→ RECORDS FOR PROCESSING:
--- START ---
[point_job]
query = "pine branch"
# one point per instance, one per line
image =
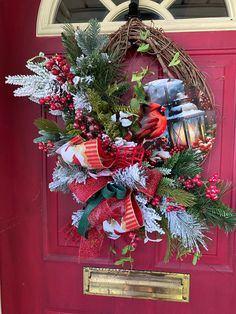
(215, 213)
(166, 188)
(186, 163)
(91, 41)
(48, 126)
(118, 108)
(70, 44)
--- END ---
Print every entry above again without changing a word, and omit the pictures.

[point_job]
query = "pine branch"
# one point per instance, one per line
image =
(215, 213)
(166, 188)
(186, 163)
(91, 41)
(48, 126)
(118, 108)
(70, 44)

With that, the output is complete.